# Exercise objective
Return every line of the data below unchanged, leaving the pictures out.

╭─ The data

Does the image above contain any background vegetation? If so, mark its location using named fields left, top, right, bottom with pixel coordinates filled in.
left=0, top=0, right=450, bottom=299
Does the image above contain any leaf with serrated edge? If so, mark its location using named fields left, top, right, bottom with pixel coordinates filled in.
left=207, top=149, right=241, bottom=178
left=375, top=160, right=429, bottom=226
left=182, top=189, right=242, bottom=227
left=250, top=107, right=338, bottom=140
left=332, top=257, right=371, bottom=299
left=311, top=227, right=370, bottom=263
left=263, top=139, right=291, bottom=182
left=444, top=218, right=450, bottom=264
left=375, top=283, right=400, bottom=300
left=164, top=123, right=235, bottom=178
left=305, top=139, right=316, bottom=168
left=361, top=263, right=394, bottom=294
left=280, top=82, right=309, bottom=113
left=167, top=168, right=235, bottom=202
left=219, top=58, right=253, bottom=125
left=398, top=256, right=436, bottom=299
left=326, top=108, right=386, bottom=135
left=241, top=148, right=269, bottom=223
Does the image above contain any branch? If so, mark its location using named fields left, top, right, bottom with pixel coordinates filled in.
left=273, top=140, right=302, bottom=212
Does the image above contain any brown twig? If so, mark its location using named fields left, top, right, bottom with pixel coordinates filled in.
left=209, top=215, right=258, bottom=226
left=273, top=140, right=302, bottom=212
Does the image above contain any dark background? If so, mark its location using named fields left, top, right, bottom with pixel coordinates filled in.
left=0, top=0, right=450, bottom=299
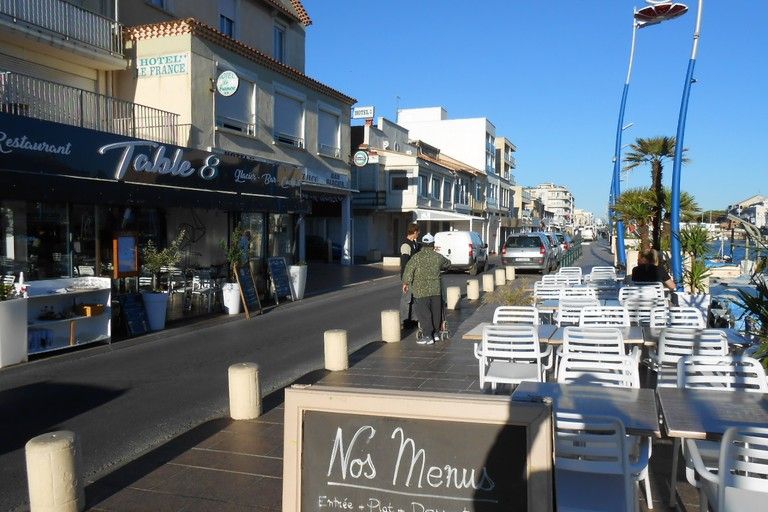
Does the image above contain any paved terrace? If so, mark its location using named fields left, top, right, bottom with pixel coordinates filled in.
left=86, top=264, right=698, bottom=512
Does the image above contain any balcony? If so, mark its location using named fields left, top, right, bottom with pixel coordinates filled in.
left=0, top=71, right=179, bottom=144
left=0, top=0, right=123, bottom=57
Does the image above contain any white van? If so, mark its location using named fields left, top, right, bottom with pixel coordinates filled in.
left=435, top=231, right=488, bottom=276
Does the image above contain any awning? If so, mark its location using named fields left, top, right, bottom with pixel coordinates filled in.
left=413, top=208, right=485, bottom=222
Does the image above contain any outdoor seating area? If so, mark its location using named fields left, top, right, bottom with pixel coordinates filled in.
left=462, top=269, right=768, bottom=511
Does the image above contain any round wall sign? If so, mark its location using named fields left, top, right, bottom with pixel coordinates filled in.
left=352, top=150, right=368, bottom=167
left=216, top=71, right=240, bottom=96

╰─

# Solution below
Does the image above contain any background vegetation? If so, mark its location using named fields left, top, right, bottom with pixel coordinates filled in.
left=0, top=0, right=450, bottom=299
Does the image above contain any leaf with serrated edge? If so, mark its location using named fields left, top, right, bottom with pixel coordinates filled in.
left=207, top=149, right=241, bottom=178
left=375, top=160, right=429, bottom=226
left=182, top=189, right=242, bottom=227
left=250, top=107, right=338, bottom=140
left=332, top=257, right=371, bottom=299
left=311, top=227, right=370, bottom=263
left=263, top=139, right=291, bottom=182
left=444, top=218, right=450, bottom=264
left=375, top=283, right=400, bottom=300
left=164, top=123, right=235, bottom=178
left=305, top=139, right=316, bottom=168
left=361, top=263, right=394, bottom=294
left=280, top=82, right=309, bottom=113
left=167, top=168, right=235, bottom=202
left=219, top=58, right=253, bottom=125
left=398, top=256, right=436, bottom=299
left=326, top=108, right=386, bottom=135
left=241, top=148, right=269, bottom=223
Does the image above contain any branch? If so, mark its location using named fields left, top, right, bottom with pixel coordinates filled in.
left=273, top=140, right=302, bottom=212
Does the image above contain any brown twig? If so, mark its location using named fields left, top, right, bottom with pixel coordinates filled in.
left=209, top=215, right=258, bottom=226
left=273, top=140, right=302, bottom=212
Does the image above contain any dark background? If so, mark its location using named fields left, top, right, bottom with pixel coordinates filled in.
left=0, top=0, right=450, bottom=299
Does the image above contain any paved terrace? If so, mark its location using named fields left, top, right, bottom with pixel coordinates filled in.
left=86, top=264, right=698, bottom=512
Does the image above contain any balcony? If so, mark its location using named fields left, top, right, bottom with pixel coordinates filled in.
left=0, top=71, right=179, bottom=144
left=0, top=0, right=123, bottom=57
Does the image above contain any white van? If so, mark its location using named fields left, top, right, bottom with pixel coordinates filled in.
left=435, top=231, right=488, bottom=276
Does the image above contain any awning? If so, mark its location using named fields left, top, right, bottom with pixel coordinates filled in.
left=413, top=208, right=485, bottom=222
Does the image above contain any outdoor seating area? If so, mark its location using named fields left, top, right, bottom with pixel coordinates filled in.
left=462, top=269, right=768, bottom=511
Does the image above contain any round wall sign? If so, mark its location using named fields left, top, right, bottom with pixel coordinates filled in.
left=352, top=150, right=368, bottom=167
left=216, top=71, right=240, bottom=96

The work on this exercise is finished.